**COSA FARE**.
a. Elenca i Paesi da cui, secondo il testo sulle forniture di gas all'Italia, abbiamo importato gas nel 2021 soprattutto via gasdotto.
b. Scrivi il seguito del testo sulle forniture di gas all'Italia, partendo subito dopo la sua ultima frase.

Infatti, viene ritenuto poco plausibile che l’EU riesca ad avere accesso entro fine anno a volumi sostanziosi di gas da fornitori diversi dalla Russia, considerando che, a parte le maggiori risorse finanziarie richieste per il GNL, mancano spesso le infrastrutture necessarie, sia nei Paesi che dovranno ricevere il gas, sia in quelli che dovranno estrarlo e venderlo. Pertanto, entrambi hanno bisogno di tempo per aumentare le loro capacità.
La conferma di tutto ciò viene anche dall’analisi che gli esperti fanno dell’intesa in materia, siglata il 25/03/2022 tra il Presidente USA e la Presidente della Commissione Europea, con la quale il primo si impegna a fornire all’EU per fine anno 15 mld di mc di GNL, aggiuntivi a quelli consegnati nel 2021 (22 mld di mc) e aumentabili fino a 50 mld di mc. al 2030. In cambio l’EU s’impegna ad assicurare una domanda costante, cioè con i più onerosi e vincolanti contratti di tipo “take or pay”.
E l’Italia ce la farà?
Per la risposta vediamo come orientarsi, tra dubbi e certezze, in scenari che restano comunque assai magmatici.
Noi non siamo l’unico Paese europeo a dipendere pesantemente dal gas russo, ma siamo tra quelli che ne consumano di più. Tra produzione di energia elettrica, riscaldamento e cogenerazione negli impianti industriali, oggi consumiamo oltre 76 mld di mc/a, cioè oltre il 40% del nostro fabbisogno complessivo di energia. In particolare, nel 2021, a fronte di di tale consumo, abbiamo estratto 3,3 mld di mc e ne abbiamo importati 72,7 soprattutto via gasdotto: 40% da Russia, 31% da Algeria, 10% da Azerbaijan via TAP, 4,4% da Libia e 2,7% da Norvegia.
Il 13,5% del gas importato è arrivato allo stato liquido ai nostri tre rigassificatori (Panigaglia, Cavarzere e Livorno), principalmente dal Qatar (9,5%), seguito da Algeria e USA.
A fronte di questo scenario, il nostro Governo, per raggiungere le tappe più significative del Piano entro il 2022, ha annunciato una serie di iniziative per:
- adeguamenti strutturali, utilizzabili in futuro anche per trasportare H2, vettore energetico strategico su cui l’EU punta per la decarbonizzazione entro il 2050;
- accordi con gli attuali fornitori non russi, e/o nuovi da ricercare, per disporre al più presto di quantità di gas incrementali. Coinvolgendo i maggiori player nazionali del settore (ENI, SNAM, ENEL, etc.).
Il Ministro Cingolani ritiene che “circa 20 mld di mc di gas aggiuntivi potrebbero arrivare nei prossimi anni da Qatar, Angola, Congo ed essenzialmente dall’Algeria, dalla quale - con le infrastrutture attuali - è ipotizzabile un incremento fino a 9 mld di mc/a. Il TAP potrebbe essere subito in grado di aumentare la capacità di circa 1,5 mld di mc/a, a patto di avere a breve tali volumi aggiuntivi dall’Azerbaijan”.
Oltre a quanto sopra, si potrebbe avere un’ulteriore contributo “di complessivi 6 mld di mc/a di capacità aggiuntiva di GNL, con un migliore utilizzo dei terminali ora a disposizione”.

**Righe del dataset sulla posizione degli oggetti**.
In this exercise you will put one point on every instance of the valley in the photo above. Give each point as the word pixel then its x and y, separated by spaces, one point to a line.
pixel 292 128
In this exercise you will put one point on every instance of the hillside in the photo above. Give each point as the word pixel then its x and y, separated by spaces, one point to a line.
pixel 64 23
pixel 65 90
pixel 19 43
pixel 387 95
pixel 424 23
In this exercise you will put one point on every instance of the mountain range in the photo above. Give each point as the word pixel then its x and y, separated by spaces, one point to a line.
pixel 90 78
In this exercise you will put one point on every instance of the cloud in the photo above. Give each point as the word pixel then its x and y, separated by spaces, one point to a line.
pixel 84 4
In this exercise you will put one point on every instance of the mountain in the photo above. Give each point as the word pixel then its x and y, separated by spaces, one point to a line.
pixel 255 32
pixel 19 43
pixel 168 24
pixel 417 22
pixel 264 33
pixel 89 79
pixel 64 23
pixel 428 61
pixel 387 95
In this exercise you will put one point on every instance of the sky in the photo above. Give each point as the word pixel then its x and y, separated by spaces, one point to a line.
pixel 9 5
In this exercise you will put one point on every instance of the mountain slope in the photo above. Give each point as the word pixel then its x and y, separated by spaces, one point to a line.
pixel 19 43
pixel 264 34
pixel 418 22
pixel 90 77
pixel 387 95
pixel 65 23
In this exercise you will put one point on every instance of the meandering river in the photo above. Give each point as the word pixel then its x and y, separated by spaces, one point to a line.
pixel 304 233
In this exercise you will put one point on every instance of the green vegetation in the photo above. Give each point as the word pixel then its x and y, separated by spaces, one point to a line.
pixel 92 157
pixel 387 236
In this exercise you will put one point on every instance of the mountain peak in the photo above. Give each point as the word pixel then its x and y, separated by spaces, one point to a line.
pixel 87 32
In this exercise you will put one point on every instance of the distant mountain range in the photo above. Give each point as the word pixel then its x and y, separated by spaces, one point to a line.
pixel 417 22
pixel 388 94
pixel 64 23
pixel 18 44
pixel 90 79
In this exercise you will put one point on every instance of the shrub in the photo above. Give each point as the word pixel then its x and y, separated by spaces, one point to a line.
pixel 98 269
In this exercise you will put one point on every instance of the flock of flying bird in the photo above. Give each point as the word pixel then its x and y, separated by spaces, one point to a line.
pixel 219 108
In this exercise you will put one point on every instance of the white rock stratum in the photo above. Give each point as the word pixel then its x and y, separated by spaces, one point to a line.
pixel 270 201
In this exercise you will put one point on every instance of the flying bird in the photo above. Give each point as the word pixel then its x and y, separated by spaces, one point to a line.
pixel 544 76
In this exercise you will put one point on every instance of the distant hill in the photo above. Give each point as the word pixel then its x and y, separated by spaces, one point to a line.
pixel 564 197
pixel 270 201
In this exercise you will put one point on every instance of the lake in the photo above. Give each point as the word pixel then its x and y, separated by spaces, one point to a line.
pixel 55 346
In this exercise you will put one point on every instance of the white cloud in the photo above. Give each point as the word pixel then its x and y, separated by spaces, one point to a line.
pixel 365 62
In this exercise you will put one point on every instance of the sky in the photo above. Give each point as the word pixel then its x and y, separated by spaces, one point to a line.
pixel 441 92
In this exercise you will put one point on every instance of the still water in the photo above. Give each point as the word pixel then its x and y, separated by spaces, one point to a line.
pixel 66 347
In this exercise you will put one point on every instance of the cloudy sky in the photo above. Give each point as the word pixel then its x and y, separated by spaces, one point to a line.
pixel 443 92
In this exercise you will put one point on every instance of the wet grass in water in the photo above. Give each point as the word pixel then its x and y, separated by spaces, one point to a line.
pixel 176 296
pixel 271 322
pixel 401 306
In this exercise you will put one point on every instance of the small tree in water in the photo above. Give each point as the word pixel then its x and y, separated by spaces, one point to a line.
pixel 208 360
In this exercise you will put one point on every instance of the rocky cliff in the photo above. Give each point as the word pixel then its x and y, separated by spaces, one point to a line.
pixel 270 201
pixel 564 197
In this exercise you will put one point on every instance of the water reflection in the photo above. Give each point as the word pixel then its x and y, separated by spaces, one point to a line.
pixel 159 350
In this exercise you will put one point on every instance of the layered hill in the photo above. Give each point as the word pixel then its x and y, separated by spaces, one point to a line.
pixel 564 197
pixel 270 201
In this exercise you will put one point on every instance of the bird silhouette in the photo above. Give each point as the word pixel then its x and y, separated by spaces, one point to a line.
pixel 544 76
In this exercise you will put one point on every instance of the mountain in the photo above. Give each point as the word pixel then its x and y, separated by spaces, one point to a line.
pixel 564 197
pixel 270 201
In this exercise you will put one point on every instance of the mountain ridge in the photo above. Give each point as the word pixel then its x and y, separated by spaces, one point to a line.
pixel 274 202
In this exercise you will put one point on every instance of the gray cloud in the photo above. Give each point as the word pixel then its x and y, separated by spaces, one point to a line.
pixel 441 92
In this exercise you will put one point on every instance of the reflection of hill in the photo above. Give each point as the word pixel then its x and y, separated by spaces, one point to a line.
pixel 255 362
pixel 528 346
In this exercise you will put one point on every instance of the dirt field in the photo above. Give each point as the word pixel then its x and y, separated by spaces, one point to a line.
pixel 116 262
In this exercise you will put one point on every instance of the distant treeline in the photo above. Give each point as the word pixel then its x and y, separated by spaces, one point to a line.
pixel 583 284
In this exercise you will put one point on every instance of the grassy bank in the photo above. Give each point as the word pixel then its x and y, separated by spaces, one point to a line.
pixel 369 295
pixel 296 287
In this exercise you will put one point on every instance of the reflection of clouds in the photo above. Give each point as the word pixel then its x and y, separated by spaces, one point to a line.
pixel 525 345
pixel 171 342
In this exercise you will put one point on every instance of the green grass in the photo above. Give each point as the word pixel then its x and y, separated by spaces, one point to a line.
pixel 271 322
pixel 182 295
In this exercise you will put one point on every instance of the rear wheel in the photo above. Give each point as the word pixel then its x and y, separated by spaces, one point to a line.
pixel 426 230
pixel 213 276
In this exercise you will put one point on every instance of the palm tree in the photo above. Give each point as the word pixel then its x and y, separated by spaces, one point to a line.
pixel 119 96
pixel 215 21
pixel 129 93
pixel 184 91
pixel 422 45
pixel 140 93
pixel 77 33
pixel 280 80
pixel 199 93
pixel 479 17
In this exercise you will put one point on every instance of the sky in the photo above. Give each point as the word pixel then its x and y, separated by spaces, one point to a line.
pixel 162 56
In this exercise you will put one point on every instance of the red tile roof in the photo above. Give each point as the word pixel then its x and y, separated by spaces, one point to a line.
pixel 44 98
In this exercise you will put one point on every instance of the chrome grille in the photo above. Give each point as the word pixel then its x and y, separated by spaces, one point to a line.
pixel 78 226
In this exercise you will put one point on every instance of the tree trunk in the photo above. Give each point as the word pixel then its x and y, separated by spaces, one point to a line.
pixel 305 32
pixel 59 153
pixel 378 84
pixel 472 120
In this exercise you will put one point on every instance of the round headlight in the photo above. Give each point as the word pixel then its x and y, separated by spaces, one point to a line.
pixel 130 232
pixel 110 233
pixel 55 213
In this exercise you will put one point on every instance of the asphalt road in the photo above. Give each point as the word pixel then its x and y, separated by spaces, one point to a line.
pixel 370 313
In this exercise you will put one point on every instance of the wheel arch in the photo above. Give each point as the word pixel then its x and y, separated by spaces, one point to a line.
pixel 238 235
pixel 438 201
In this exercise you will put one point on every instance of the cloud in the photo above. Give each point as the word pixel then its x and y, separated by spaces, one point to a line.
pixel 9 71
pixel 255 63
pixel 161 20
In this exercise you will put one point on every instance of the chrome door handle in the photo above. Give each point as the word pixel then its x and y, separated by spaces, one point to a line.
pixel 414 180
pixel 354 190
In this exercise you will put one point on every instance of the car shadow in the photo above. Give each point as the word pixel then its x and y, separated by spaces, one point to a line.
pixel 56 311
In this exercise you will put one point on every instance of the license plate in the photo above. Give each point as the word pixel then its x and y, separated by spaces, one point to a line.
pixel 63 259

**ESITI PER ATTIVITÀ**.
a. Russia, Algeria, Azerbaijan, Libia, Norvegia

b.
In questo ambito, nell’informativa al Parlamento del Ministro (22/03/2022) viene citata la capacità di rigassificazione da due nuove unità galleggianti da acquisire, ancorate in prossimità di porti, realizzabile dall’ottenimento delle autorizzazioni in 12/18 mesi, per circa 16-24 mld di mc/a.
Con la precisazione che "l’aspetto critico adesso è arrivare in tempo a contrattualizzare le poche navi-cisterna esistenti in grado di svolgere questo servizio, verso cui si sono diretti operatori e Governi di vari Paesi". Per questo il Mite ha dato mandato a Snam ed ENI affinché si attivino da subito. Nella stessa informativa viene affrontato lo sviluppo di progetti sulle rinnovabili offshore ed onshore: "considerando gli oltre 40 GW di richieste di connessione e i numerosi interventi relativi alla liberalizzazione del fotovoltaico per autoconsumo (sino a 200 kW) e all’agro-fotovoltaico, si prevede un risparmio di circa 3 mld di mc/a di gas".
Infine, il Ministro include nel conteggio le quote ottenibili dallo sviluppo del biometano (potenziale risparmio di circa 2,5 mld di mc al 2026) e dall’incremento della produzione nazionale di gas dalle aree del Canale di Sicilia e delle Marche “stimabili in 2,2 mld di mc/a aggiuntivi”, che consentiranno di arrivare ad una produzione italiana di circa 5 mld di mc/a.
Per molti esperti lo scenario sopradescritto appare molto ottimistico, non tanto per i quantitativi di gas esplicitati, ma per la loro disponibilità per fine anno in quanto l'aumento della produzione italiana necessita di tempo e investimenti.
L'Algeria, che nell’ultimo anno ha aumentato notevolmente le esportazioni verso l'Italia, presenta problemi infrastrutturali dovuti ai mancati investimenti nel passato e a un incremento della domanda interna. Inoltre, il gas ricevuto all'Azerbaigian nel 2021 ha compensato il calo delle importazioni dal Nord Europa, per di più ci sono seri dubbi sulle reali possibilità azere di raddoppiare le attuali esportazioni, e sulla stabilità delle forniture dalla Libia per la sua caotica situazione politica.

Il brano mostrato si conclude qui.